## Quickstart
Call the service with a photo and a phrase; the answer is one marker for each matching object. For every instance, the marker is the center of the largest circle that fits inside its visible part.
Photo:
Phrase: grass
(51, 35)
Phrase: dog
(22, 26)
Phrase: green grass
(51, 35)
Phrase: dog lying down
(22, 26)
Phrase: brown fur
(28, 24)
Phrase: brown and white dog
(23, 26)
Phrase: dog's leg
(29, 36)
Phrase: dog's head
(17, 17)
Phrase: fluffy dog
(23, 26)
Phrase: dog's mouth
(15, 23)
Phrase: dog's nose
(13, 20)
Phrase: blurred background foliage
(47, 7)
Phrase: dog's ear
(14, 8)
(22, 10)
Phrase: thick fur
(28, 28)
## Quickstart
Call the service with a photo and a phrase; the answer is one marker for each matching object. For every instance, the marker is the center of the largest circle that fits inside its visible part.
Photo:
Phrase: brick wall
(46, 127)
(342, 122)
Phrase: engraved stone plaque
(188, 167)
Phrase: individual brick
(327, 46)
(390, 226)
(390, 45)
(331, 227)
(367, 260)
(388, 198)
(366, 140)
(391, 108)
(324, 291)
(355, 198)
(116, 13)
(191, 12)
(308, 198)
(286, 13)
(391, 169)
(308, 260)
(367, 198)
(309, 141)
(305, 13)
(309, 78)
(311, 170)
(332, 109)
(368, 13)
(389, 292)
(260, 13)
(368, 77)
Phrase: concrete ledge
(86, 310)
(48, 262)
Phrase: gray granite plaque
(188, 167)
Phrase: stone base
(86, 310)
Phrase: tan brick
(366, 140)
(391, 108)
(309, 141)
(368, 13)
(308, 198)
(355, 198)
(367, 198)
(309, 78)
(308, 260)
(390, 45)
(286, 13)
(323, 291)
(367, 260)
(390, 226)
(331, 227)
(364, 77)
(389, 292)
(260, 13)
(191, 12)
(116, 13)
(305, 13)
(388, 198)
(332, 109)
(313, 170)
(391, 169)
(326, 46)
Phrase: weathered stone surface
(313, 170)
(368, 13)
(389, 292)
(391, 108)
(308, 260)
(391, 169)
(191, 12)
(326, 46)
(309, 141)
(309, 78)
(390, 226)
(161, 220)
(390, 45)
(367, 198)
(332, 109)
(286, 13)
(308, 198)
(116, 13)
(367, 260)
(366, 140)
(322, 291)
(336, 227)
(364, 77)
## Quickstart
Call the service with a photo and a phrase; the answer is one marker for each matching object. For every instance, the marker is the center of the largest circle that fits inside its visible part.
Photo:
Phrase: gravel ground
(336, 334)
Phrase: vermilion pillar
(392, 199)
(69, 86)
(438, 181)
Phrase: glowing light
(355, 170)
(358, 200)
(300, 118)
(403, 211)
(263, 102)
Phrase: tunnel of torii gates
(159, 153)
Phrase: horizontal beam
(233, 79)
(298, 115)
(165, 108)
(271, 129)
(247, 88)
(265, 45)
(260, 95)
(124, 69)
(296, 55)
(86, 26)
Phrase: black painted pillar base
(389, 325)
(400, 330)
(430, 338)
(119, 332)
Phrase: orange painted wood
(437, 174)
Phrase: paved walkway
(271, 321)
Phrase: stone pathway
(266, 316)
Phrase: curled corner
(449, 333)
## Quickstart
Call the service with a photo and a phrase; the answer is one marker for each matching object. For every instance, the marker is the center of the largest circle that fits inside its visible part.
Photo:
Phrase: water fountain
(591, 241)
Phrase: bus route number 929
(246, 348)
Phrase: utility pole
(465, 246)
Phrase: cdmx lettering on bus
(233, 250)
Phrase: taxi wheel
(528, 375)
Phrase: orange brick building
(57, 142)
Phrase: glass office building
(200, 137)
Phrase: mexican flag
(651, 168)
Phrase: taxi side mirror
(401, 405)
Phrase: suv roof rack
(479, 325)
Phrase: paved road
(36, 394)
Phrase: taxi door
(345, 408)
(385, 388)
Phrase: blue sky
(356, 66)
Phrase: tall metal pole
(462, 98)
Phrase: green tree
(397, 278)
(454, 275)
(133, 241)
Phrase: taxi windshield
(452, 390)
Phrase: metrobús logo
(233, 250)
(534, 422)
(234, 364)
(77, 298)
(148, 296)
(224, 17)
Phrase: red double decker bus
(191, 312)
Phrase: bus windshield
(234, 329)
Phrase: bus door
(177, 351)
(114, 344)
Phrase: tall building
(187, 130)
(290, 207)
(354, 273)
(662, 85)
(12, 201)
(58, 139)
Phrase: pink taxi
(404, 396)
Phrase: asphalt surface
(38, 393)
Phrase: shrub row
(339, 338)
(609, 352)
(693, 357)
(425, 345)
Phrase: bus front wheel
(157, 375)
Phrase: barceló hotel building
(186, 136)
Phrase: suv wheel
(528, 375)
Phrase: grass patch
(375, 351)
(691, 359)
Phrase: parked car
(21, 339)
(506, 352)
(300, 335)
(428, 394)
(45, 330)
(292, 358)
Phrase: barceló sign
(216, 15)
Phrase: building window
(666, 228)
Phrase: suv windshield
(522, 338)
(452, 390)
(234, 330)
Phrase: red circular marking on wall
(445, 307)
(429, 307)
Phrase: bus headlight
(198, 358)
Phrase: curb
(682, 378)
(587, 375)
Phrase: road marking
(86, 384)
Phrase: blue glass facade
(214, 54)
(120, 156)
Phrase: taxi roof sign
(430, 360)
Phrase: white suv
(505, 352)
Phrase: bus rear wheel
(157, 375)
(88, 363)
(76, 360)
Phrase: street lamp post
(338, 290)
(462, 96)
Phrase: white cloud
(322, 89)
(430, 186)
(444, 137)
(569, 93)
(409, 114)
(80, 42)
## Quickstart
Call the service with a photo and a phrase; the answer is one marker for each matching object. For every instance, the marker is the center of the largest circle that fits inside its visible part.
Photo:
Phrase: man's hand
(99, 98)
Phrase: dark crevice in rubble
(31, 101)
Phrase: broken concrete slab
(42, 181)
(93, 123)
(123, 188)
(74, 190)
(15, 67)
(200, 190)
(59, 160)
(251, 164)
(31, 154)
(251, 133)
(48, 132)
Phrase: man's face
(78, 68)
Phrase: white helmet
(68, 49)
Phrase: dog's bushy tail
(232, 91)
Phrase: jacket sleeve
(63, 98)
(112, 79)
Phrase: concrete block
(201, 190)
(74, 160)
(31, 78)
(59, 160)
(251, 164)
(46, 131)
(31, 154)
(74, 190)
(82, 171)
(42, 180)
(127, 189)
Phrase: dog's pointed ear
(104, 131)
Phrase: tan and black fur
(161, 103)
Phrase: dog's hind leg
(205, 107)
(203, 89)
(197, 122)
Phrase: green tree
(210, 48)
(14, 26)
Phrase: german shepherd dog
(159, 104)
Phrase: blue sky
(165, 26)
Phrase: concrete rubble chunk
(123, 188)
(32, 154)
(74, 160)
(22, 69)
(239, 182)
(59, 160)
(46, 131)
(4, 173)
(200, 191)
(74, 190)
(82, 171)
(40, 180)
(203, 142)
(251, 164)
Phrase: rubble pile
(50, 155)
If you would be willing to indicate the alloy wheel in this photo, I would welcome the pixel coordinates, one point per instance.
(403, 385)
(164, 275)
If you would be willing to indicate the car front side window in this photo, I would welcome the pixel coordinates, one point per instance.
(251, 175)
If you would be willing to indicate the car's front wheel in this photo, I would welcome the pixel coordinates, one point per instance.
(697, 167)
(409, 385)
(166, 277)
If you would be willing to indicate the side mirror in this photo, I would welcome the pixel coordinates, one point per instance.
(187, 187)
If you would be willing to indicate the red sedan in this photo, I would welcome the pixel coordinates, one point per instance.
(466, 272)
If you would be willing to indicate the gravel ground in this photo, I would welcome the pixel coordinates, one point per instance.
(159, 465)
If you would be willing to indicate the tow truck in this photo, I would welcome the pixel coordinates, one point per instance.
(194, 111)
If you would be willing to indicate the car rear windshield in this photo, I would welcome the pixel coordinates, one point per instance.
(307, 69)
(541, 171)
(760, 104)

• • • • •

### Required task
Repeat the material from the line with "If you would be willing to indicate the tow" through the end, with "tow truck" swapped for "flatbed truck" and everything else left unchanged.

### Task response
If you would be willing to indicate the flatbed truck in this photo, I would welcome the pixel coordinates, one point per instance.
(194, 111)
If you would be willing to indicate the car rear windshield in this photo, I would welcome the pixel coordinates, one point per instance.
(307, 69)
(541, 171)
(760, 104)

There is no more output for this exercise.